◆ **Your task**:
Scan the records for "find". Report each line that includes it.

◆ **Record set**:
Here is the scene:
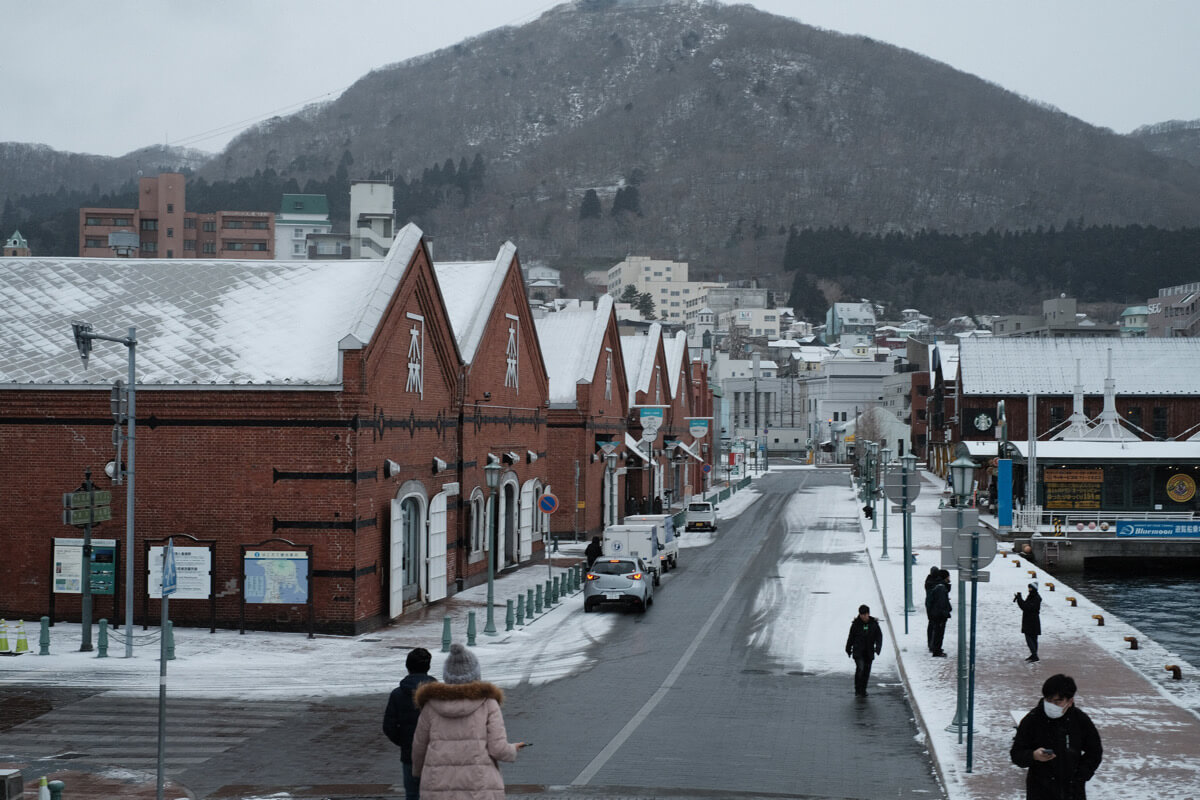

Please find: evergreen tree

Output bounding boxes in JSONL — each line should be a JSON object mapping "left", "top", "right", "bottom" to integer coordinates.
{"left": 579, "top": 189, "right": 602, "bottom": 220}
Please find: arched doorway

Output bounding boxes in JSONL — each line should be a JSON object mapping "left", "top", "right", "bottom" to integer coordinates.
{"left": 503, "top": 481, "right": 518, "bottom": 567}
{"left": 389, "top": 489, "right": 426, "bottom": 618}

◆ **Solution below**:
Please find: evergreen tree
Please find: arched doorway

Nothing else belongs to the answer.